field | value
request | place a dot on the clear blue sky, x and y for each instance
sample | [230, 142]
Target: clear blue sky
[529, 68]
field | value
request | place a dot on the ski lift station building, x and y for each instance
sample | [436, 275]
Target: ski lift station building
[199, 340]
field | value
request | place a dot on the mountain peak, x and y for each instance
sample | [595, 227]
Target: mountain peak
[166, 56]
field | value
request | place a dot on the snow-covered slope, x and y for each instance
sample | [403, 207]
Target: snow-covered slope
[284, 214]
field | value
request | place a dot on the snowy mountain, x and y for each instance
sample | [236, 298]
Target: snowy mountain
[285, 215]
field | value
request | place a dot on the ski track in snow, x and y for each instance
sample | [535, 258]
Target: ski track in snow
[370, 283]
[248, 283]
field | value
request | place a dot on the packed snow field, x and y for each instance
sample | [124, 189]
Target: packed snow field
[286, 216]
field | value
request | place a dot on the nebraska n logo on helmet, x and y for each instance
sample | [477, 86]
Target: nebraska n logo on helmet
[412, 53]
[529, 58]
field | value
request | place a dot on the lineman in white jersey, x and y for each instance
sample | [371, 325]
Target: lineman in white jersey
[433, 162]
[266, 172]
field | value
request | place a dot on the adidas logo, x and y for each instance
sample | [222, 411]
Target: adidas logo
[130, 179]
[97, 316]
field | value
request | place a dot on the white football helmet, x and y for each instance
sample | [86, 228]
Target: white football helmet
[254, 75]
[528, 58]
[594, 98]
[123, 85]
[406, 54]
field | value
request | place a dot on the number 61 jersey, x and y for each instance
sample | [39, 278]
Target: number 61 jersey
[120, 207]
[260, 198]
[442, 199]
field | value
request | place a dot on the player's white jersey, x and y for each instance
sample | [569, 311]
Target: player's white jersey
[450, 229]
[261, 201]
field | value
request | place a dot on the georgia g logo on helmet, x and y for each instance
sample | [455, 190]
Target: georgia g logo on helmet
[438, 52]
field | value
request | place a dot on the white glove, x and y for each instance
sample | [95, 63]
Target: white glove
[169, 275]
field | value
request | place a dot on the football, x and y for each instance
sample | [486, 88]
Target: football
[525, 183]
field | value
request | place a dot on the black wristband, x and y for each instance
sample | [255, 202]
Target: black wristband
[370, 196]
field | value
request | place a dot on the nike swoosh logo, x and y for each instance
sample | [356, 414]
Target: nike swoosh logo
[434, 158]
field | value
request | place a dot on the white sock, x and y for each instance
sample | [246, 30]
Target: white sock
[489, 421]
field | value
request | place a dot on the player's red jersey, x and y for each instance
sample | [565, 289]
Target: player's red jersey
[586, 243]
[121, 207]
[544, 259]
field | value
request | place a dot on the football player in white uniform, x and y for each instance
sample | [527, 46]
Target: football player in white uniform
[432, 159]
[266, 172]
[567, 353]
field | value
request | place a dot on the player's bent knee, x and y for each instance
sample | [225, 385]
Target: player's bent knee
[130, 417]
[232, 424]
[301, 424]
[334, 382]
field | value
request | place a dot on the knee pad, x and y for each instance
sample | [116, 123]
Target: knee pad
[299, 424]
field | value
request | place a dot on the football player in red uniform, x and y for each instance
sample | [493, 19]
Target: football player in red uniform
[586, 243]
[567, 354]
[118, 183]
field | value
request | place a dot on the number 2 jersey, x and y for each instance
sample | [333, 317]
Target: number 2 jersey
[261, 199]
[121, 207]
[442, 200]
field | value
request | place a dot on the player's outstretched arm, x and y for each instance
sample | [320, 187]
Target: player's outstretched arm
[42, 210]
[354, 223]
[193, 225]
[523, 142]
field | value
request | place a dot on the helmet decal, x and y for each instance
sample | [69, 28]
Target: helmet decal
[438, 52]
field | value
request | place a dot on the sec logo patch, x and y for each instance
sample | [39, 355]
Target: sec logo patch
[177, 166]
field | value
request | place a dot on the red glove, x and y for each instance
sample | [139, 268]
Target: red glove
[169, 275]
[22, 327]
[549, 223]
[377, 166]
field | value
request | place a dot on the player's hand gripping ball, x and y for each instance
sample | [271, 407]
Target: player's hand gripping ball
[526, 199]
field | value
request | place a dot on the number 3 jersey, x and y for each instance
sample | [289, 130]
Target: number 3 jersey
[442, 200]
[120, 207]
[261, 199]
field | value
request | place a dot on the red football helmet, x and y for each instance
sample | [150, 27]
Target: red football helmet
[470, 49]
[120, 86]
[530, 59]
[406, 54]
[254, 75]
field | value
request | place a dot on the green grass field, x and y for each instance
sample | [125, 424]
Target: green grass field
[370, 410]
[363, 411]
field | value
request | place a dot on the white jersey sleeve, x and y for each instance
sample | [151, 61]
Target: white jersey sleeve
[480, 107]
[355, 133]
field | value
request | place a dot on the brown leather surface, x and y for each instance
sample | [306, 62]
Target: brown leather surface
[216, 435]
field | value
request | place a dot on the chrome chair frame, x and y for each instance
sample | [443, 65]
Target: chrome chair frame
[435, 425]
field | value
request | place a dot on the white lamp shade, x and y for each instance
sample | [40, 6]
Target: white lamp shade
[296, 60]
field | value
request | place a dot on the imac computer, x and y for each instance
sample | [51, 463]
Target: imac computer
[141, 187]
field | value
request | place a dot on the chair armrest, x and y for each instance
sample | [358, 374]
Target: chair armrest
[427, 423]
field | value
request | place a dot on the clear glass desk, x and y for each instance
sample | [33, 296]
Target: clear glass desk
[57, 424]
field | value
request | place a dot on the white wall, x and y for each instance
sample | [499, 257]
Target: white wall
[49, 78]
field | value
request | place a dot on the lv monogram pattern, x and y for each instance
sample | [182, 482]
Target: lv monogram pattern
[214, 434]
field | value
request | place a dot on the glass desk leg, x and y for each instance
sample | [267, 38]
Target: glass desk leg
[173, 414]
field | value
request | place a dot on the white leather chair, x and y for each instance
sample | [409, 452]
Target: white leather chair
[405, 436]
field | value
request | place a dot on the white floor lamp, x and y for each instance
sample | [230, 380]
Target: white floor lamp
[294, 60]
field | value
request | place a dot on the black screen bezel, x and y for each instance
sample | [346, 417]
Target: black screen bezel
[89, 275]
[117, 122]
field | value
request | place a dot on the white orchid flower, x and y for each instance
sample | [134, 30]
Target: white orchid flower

—————

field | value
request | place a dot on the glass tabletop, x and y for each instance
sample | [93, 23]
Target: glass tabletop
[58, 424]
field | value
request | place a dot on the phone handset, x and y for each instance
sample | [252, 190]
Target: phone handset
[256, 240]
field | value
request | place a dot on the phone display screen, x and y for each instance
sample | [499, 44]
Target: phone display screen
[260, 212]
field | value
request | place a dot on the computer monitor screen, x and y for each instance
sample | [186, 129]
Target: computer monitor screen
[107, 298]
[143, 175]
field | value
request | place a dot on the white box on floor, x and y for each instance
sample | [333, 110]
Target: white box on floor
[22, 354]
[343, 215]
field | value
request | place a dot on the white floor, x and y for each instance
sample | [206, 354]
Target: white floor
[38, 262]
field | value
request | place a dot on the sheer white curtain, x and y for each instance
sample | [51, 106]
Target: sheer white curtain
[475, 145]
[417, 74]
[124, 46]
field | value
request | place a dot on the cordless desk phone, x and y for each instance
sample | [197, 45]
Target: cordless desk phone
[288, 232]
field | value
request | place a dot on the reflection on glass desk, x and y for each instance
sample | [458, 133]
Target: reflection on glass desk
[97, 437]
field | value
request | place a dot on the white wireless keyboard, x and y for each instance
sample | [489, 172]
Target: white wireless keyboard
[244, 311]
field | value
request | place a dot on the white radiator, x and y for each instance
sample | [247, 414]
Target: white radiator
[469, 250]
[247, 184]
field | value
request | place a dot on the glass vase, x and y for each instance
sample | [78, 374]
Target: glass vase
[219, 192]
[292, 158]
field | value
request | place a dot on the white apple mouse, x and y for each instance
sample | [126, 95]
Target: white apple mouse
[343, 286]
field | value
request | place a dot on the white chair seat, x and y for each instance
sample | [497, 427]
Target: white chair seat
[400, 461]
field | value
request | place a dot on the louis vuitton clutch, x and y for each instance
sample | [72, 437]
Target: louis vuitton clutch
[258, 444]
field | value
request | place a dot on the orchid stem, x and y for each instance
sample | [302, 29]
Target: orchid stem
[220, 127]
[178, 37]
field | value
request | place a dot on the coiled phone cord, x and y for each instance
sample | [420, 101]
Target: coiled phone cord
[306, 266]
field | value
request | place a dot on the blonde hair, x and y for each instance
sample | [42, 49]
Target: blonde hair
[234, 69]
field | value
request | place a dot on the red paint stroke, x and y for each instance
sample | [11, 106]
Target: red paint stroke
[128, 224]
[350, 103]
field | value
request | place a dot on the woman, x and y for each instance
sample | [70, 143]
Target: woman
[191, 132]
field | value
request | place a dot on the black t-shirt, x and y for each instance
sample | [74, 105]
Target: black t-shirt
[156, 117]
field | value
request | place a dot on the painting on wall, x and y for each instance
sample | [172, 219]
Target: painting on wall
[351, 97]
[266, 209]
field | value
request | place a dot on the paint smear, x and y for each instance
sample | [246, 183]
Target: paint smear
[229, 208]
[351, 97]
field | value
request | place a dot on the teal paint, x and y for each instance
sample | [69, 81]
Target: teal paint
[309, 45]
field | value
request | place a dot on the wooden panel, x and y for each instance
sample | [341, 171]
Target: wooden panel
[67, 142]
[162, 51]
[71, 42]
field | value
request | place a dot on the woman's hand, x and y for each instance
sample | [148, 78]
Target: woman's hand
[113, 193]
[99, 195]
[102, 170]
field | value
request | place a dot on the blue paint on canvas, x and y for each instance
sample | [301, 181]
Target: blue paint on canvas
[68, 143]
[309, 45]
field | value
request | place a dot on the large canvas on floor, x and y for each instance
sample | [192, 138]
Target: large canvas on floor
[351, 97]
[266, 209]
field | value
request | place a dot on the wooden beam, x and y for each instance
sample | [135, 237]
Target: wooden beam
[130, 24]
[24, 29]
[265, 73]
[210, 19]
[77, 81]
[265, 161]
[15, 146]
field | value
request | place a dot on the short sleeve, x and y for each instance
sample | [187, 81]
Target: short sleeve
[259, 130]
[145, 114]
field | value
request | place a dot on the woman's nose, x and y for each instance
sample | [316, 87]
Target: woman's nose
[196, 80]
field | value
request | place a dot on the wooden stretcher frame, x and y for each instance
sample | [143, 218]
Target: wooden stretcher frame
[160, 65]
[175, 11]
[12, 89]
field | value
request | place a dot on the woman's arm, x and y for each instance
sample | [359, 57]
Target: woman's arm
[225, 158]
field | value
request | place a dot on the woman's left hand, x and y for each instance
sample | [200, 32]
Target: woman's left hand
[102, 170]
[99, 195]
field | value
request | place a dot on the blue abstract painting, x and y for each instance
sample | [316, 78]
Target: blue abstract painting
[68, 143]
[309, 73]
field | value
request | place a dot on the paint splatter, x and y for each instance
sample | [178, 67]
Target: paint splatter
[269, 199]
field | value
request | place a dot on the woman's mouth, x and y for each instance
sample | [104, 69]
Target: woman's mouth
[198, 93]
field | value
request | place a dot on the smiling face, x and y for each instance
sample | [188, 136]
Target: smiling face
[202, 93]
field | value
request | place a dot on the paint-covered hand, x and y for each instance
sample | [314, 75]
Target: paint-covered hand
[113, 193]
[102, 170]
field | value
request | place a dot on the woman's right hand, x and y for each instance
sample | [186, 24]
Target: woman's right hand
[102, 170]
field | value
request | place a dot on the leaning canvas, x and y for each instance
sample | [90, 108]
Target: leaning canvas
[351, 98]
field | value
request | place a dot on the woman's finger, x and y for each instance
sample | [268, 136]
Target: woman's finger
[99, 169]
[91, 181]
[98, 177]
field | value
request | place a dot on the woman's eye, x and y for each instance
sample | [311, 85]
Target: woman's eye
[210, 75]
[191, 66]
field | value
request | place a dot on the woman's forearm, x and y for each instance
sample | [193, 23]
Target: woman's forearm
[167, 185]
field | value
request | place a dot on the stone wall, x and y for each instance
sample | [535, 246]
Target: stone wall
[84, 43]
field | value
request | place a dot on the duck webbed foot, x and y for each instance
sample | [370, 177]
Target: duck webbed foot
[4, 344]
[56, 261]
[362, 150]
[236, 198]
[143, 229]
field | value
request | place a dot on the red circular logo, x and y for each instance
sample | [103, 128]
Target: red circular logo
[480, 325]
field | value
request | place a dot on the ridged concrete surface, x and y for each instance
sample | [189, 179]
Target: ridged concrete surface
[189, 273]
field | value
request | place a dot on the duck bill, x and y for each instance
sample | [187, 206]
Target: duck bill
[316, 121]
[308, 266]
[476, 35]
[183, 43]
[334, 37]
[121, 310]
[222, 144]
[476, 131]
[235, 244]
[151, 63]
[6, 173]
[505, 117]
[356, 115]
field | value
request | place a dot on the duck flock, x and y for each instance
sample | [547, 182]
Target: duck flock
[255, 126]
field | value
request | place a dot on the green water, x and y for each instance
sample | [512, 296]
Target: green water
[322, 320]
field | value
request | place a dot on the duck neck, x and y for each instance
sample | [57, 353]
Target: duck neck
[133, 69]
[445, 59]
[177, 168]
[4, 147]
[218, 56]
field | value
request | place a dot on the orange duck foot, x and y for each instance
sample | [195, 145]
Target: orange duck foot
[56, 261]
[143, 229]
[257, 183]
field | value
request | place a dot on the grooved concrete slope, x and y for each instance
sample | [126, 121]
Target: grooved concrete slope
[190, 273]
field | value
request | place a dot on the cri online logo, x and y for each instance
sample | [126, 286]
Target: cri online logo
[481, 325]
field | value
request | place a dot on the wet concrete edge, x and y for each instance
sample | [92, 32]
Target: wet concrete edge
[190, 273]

—————

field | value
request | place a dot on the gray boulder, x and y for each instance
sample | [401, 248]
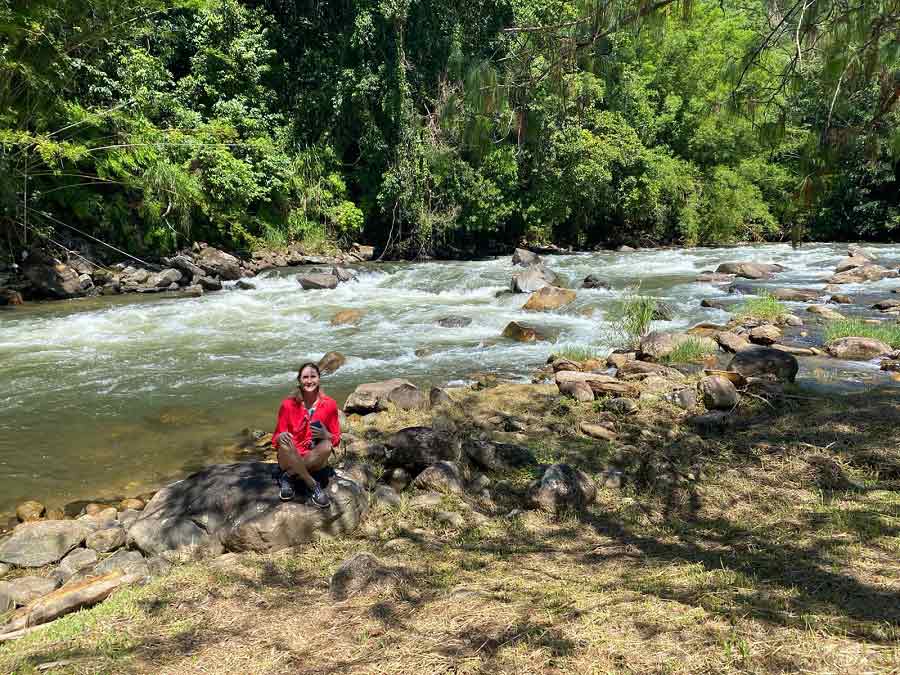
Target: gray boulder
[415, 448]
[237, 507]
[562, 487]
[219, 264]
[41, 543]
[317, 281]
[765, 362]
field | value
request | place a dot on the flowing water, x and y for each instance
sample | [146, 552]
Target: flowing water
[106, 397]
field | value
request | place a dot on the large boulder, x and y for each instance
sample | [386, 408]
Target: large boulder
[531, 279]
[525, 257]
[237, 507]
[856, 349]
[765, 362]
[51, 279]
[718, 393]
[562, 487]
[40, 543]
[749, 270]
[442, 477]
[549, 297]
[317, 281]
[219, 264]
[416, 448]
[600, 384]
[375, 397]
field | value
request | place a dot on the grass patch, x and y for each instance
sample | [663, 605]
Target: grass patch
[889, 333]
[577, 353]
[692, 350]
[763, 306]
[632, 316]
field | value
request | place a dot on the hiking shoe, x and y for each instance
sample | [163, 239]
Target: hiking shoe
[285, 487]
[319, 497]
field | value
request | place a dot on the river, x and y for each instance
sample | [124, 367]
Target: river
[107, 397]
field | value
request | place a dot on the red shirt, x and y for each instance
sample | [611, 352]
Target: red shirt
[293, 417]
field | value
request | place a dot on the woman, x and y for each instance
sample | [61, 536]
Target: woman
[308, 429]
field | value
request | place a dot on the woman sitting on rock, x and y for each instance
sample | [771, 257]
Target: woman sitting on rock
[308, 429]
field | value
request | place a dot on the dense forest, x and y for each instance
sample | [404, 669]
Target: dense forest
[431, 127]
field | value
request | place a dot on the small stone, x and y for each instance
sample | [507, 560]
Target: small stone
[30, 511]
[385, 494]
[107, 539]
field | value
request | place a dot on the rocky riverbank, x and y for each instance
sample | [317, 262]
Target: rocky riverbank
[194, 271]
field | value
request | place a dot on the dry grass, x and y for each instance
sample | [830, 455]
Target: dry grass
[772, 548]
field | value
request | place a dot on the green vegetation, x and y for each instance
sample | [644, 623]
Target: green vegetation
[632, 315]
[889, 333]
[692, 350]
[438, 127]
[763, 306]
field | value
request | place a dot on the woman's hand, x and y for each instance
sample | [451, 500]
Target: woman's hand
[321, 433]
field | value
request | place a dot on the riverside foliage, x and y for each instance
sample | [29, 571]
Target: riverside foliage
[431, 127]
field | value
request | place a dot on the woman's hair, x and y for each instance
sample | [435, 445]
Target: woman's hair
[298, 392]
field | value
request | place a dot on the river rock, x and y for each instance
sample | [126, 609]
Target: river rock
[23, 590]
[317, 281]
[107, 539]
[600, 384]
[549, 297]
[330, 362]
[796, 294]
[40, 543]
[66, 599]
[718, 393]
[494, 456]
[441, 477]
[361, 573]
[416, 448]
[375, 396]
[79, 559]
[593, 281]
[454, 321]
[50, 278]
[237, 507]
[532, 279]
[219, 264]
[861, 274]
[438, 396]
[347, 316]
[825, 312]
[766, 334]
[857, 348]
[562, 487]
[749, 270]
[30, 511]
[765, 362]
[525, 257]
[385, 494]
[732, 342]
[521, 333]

—————

Task to carry out: Count the lines in the entries that contain the string "hiking". Case matters. Reply with the number alone.

Final result: 2